WRITTEN EXERCISE |
Extract, exactly as written, all lines of the material below from the line that includes "point: light pole" through its last line.
## BEGIN
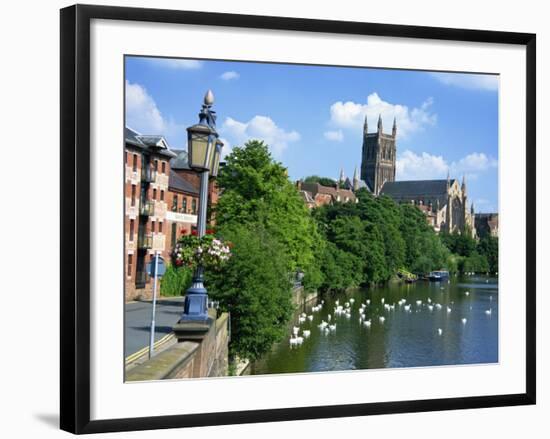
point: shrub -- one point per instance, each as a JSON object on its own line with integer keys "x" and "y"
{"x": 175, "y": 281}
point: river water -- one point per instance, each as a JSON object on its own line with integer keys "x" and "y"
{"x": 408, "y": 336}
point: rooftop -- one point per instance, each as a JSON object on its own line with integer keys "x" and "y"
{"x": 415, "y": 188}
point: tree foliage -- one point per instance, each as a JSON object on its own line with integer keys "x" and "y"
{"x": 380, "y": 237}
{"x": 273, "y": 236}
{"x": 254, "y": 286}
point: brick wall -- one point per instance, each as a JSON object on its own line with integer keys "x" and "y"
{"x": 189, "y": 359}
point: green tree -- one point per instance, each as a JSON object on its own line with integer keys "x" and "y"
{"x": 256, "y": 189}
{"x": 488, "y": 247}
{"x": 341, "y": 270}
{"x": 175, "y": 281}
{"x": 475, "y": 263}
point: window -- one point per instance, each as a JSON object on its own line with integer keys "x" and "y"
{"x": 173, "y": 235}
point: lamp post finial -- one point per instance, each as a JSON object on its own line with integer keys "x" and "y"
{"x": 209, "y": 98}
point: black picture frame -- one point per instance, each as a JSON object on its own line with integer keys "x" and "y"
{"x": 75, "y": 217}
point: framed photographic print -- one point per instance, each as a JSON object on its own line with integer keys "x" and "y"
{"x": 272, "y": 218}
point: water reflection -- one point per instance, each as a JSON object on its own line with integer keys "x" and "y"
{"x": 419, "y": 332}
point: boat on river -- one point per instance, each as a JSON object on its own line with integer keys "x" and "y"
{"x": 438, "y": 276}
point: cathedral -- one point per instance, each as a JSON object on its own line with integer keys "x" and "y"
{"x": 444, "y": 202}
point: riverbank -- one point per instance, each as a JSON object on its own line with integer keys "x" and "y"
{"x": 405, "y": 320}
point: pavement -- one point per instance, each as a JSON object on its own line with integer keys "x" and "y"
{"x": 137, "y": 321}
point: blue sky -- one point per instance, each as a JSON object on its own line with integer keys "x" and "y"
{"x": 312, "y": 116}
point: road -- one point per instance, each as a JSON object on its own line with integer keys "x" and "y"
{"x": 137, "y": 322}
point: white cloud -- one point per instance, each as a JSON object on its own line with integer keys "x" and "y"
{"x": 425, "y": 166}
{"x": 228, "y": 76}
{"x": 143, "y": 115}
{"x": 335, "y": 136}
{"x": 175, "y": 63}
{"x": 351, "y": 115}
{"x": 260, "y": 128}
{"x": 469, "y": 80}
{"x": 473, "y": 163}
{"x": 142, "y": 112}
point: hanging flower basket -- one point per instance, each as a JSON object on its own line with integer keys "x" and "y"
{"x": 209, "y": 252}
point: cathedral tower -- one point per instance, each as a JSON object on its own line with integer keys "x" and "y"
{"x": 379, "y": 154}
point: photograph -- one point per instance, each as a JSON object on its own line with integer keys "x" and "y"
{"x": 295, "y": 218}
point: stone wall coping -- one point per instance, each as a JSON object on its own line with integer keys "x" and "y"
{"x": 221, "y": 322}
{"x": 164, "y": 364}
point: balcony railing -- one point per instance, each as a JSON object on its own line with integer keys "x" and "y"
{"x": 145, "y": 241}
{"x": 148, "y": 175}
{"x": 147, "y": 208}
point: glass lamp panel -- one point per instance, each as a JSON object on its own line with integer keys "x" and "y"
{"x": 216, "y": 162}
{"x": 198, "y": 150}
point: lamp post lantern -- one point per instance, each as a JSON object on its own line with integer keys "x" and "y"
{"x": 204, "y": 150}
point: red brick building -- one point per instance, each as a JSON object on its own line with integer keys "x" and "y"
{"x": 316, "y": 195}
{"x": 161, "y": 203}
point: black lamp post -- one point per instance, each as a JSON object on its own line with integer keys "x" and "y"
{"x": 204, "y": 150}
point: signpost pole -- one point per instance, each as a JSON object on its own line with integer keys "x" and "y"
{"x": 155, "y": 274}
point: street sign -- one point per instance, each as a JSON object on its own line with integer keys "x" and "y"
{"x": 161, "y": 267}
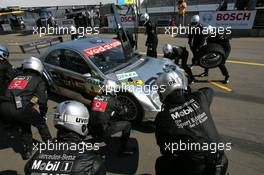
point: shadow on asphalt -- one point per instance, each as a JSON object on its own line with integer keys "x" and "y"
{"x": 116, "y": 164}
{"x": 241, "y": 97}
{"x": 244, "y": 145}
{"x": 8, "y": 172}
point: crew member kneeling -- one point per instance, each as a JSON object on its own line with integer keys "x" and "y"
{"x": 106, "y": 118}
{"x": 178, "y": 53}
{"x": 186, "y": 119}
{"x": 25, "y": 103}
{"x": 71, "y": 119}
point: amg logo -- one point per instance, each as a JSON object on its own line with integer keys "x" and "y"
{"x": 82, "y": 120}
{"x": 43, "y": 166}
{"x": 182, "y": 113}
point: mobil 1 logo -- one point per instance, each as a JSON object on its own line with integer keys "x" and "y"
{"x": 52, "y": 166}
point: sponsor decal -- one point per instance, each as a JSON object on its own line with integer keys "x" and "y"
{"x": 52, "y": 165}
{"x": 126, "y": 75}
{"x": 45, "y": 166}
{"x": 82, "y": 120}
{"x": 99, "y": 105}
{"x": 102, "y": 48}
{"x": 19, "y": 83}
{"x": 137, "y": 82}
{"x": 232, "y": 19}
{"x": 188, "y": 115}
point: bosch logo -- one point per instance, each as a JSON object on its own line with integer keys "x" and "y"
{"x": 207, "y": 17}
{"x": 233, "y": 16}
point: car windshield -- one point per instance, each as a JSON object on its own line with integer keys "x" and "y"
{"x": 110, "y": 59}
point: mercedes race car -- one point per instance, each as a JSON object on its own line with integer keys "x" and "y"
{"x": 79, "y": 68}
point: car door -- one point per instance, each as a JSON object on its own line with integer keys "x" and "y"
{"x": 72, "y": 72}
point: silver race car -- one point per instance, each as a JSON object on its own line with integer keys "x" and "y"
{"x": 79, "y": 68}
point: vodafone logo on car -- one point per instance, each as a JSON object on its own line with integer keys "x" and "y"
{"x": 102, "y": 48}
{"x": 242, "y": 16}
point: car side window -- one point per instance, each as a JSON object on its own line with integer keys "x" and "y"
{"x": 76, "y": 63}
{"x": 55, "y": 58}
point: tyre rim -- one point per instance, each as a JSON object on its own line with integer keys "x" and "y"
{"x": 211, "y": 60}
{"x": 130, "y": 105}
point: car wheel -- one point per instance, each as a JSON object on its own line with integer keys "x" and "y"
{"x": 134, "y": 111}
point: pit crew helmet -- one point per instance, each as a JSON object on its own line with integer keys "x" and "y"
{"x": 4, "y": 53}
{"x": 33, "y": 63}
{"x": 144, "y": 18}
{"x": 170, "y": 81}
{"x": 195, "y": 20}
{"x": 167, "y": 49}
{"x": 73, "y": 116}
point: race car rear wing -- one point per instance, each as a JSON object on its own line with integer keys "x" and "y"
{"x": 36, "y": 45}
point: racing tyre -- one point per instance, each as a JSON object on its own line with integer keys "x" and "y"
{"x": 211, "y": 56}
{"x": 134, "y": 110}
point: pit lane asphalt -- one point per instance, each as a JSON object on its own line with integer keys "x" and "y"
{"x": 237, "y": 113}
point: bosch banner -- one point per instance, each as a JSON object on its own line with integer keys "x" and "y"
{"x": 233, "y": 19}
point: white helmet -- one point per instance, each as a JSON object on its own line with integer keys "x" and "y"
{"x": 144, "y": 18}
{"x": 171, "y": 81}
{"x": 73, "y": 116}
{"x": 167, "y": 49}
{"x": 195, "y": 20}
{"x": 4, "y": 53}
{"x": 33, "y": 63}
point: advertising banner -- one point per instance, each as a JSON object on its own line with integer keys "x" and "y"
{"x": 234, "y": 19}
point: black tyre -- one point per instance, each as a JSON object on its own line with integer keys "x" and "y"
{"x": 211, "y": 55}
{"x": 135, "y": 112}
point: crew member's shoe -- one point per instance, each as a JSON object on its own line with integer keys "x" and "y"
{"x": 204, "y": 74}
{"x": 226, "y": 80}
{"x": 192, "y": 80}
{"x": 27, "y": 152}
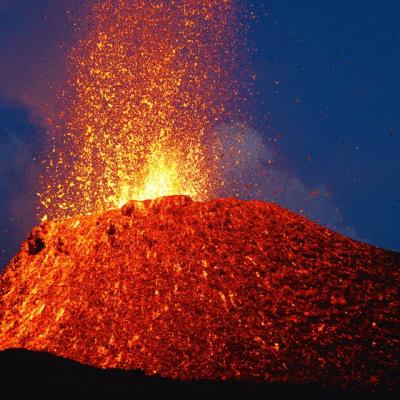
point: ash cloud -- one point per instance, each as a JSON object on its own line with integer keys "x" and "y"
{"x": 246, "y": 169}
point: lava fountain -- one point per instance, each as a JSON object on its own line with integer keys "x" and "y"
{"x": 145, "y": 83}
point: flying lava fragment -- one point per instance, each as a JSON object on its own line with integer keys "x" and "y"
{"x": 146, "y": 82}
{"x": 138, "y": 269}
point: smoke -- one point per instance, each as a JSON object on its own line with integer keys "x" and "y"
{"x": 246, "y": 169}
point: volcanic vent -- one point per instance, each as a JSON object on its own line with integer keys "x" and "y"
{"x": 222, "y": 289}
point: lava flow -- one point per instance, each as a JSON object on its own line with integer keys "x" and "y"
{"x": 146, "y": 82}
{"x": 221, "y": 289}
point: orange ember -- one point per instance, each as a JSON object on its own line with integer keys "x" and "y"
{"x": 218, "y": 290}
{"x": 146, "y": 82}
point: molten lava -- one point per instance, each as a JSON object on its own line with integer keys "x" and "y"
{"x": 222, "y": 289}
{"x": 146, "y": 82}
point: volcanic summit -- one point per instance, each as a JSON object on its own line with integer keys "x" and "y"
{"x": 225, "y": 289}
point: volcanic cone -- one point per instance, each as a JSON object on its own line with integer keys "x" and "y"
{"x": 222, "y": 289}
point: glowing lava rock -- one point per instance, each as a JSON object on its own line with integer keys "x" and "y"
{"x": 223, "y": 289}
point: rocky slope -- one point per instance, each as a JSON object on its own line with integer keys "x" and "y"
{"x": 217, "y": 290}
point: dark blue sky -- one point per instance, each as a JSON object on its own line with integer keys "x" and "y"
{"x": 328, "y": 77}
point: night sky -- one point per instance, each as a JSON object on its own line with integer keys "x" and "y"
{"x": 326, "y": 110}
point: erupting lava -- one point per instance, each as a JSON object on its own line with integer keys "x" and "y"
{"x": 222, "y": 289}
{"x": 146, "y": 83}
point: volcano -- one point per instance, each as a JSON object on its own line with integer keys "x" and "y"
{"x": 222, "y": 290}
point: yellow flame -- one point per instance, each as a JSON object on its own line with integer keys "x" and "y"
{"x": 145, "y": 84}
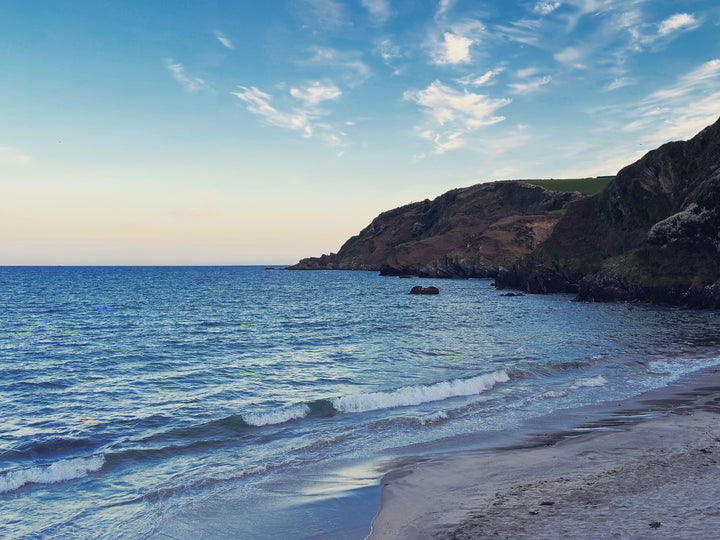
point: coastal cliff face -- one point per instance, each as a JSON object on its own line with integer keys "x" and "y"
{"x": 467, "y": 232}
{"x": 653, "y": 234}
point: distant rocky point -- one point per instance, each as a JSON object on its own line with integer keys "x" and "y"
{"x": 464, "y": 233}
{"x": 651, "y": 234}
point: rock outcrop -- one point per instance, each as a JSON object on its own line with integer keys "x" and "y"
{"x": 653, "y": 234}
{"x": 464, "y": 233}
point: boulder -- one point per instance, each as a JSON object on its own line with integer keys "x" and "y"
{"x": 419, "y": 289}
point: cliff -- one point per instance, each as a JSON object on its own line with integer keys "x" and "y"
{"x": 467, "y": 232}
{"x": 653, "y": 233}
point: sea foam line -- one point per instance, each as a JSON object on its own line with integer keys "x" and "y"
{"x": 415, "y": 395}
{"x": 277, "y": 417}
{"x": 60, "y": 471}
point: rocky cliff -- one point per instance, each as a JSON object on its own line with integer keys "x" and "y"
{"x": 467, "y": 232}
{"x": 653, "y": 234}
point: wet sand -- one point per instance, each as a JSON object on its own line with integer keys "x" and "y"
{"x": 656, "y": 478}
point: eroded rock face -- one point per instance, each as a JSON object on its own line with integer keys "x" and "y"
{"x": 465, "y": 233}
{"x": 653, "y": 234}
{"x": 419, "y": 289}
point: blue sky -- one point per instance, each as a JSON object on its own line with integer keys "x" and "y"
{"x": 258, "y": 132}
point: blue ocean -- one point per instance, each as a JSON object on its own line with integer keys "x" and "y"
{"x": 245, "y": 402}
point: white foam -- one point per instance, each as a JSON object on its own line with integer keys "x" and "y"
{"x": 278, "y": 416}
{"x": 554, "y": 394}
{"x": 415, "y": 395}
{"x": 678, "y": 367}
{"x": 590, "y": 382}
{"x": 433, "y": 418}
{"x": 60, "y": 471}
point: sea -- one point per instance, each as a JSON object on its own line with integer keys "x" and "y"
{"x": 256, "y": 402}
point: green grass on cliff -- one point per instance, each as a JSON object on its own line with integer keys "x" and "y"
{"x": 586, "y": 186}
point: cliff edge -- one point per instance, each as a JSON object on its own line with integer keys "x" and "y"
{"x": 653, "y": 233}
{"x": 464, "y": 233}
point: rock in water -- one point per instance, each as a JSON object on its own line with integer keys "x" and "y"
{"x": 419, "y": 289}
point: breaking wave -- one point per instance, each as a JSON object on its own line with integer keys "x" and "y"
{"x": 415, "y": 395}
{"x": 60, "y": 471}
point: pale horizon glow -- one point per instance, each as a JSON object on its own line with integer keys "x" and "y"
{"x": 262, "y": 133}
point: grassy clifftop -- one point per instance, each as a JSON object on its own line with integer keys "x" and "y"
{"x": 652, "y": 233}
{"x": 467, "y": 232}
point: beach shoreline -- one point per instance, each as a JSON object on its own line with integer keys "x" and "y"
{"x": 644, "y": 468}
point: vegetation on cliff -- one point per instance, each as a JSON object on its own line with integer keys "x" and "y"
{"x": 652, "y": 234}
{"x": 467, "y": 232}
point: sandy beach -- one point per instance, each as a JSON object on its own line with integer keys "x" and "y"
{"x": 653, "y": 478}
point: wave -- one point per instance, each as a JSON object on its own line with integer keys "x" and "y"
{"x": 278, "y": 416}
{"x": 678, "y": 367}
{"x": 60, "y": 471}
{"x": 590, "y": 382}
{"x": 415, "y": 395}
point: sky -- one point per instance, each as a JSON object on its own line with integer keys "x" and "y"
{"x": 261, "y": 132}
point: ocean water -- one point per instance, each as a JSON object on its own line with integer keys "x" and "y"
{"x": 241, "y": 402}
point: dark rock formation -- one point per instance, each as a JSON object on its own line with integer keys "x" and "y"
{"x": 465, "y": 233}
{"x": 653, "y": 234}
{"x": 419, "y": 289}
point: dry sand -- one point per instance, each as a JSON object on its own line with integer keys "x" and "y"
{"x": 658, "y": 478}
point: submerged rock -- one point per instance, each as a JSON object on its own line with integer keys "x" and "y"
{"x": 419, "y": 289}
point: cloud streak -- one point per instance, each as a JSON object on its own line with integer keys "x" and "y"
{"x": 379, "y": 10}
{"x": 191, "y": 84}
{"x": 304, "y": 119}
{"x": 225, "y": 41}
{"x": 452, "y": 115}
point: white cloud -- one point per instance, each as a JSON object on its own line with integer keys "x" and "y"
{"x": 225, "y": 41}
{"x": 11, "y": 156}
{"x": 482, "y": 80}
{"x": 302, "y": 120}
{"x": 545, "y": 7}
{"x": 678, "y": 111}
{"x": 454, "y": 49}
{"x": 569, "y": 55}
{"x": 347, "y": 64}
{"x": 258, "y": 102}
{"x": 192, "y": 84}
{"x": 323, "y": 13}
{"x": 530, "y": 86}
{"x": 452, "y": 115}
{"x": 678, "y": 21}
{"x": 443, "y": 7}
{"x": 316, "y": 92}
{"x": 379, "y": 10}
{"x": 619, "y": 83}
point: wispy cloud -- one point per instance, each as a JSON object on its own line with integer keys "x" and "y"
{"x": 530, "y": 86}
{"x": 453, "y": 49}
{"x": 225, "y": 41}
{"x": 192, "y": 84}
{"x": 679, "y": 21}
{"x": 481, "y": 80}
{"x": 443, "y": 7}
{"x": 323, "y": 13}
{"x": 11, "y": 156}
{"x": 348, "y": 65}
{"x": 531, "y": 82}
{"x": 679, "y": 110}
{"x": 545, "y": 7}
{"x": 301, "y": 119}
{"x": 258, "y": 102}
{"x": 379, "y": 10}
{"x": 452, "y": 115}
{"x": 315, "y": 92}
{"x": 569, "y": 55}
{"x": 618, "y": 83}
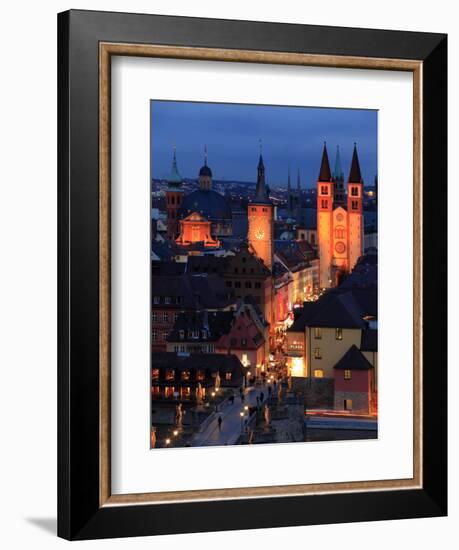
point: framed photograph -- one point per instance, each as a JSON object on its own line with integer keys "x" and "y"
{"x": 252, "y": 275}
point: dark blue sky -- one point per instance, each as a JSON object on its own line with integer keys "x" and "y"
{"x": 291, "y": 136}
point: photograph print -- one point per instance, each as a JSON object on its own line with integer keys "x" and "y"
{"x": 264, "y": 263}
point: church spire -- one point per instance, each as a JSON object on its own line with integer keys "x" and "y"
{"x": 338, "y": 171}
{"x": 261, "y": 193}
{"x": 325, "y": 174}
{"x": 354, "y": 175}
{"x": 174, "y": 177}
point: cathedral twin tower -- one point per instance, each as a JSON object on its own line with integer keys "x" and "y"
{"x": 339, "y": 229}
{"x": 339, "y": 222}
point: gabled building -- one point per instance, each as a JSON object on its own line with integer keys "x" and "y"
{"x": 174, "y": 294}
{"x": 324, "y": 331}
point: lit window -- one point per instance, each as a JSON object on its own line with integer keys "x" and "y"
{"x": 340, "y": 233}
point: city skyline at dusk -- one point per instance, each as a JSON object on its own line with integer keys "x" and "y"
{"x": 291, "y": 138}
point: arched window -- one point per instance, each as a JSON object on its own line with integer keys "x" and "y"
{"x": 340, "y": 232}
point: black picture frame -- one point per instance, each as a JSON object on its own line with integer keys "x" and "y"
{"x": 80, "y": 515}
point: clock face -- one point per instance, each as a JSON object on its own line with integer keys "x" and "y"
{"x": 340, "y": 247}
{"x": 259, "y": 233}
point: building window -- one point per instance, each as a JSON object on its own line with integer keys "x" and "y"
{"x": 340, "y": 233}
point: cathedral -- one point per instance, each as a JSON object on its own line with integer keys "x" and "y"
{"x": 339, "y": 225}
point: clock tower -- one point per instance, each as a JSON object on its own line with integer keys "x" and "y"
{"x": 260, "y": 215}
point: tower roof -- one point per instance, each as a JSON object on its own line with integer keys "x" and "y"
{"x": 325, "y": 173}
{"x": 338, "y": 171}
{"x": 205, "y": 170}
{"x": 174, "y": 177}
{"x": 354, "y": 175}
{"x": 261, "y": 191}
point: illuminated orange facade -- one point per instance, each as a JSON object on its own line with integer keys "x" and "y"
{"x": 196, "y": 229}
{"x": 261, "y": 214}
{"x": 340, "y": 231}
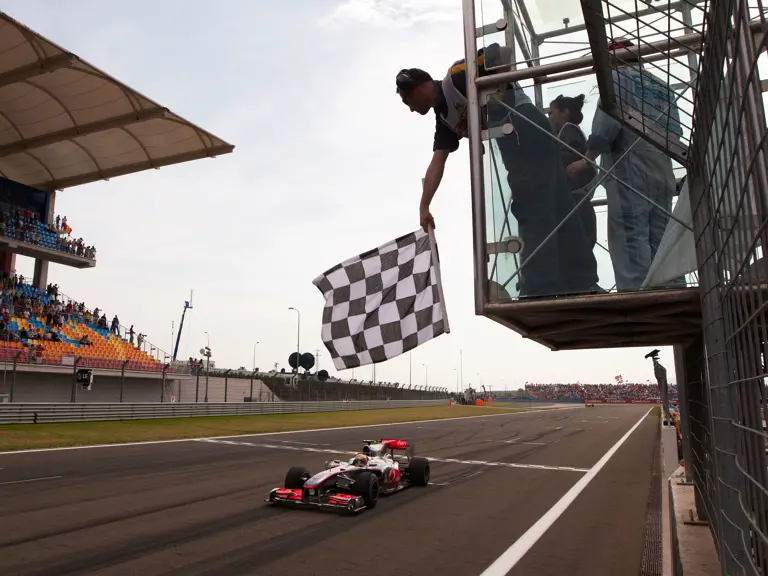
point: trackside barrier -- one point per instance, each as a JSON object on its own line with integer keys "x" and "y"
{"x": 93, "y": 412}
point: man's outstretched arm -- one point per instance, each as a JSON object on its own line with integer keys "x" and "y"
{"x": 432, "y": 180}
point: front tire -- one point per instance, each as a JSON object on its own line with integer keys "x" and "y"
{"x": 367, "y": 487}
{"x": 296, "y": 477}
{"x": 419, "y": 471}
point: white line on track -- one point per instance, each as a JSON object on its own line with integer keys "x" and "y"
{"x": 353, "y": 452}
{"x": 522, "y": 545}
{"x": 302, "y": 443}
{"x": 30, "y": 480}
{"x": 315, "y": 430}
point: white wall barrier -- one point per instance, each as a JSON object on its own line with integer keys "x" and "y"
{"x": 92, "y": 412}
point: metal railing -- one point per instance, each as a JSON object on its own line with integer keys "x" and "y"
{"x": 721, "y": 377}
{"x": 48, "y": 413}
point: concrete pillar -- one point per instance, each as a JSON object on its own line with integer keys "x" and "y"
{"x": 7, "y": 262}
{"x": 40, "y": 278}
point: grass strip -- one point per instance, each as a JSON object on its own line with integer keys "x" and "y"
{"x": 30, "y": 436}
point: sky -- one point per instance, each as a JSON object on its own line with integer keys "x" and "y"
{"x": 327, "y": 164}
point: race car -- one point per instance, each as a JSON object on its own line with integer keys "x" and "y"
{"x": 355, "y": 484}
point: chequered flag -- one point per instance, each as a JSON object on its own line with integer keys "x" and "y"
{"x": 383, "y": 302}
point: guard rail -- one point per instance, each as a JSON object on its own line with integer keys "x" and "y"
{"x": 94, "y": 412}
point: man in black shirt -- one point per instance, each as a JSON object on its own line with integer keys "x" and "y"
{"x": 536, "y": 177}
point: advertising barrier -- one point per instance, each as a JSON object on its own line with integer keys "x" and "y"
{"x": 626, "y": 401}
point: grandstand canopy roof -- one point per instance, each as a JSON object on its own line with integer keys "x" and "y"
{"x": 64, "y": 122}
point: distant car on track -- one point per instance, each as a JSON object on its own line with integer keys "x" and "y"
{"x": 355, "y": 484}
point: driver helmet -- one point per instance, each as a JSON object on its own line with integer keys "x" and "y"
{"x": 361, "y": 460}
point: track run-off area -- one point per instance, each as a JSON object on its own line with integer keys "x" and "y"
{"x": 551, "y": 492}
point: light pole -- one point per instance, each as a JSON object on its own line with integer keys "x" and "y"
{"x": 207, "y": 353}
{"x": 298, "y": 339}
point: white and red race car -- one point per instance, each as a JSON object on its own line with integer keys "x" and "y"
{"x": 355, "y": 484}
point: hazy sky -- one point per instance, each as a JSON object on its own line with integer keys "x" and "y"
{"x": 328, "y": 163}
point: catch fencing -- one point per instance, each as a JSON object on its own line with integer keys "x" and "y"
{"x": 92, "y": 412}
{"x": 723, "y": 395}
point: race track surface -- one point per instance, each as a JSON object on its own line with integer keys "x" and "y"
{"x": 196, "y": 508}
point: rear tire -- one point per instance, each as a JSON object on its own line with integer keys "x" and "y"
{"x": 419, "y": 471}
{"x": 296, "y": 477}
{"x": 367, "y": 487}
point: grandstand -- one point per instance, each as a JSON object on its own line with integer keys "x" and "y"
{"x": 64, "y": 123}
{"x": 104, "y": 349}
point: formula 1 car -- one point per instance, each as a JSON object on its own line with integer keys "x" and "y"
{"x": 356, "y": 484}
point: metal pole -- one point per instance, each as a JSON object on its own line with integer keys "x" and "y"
## END
EXPECTED OUTPUT |
point: light pole -- one point per instance, each as a JSON object on its own line with integer keys "x" and "y"
{"x": 207, "y": 353}
{"x": 298, "y": 339}
point: white and red race car -- one point per instance, each as a JSON object on its own line with integer keys "x" and "y"
{"x": 355, "y": 484}
point: hazy sky -- one point per instance, each as a JSON object on its own line with integer keys "x" and "y"
{"x": 328, "y": 163}
point: catch fencing -- one point per instance, each as a JSON object on its own line with integer keys "x" and "y"
{"x": 92, "y": 412}
{"x": 723, "y": 395}
point: race track surface -- one point per instance, each as a JSON object on its own line with integer keys "x" and "y"
{"x": 196, "y": 508}
point: rear tire -- one point per instance, each as a JSON object on its own line with integer keys "x" and "y"
{"x": 419, "y": 471}
{"x": 296, "y": 477}
{"x": 367, "y": 487}
point: grandstand -- one point per instance, each as a JSON object on its own line with integer keys "x" and "y"
{"x": 64, "y": 123}
{"x": 104, "y": 349}
point: formula 1 car -- one point per instance, each as a JSON object on its own line with integer keys "x" and "y"
{"x": 356, "y": 484}
point: metal pole -- one point per instance, each as a JSON object on its own line with integer keys "x" and "y"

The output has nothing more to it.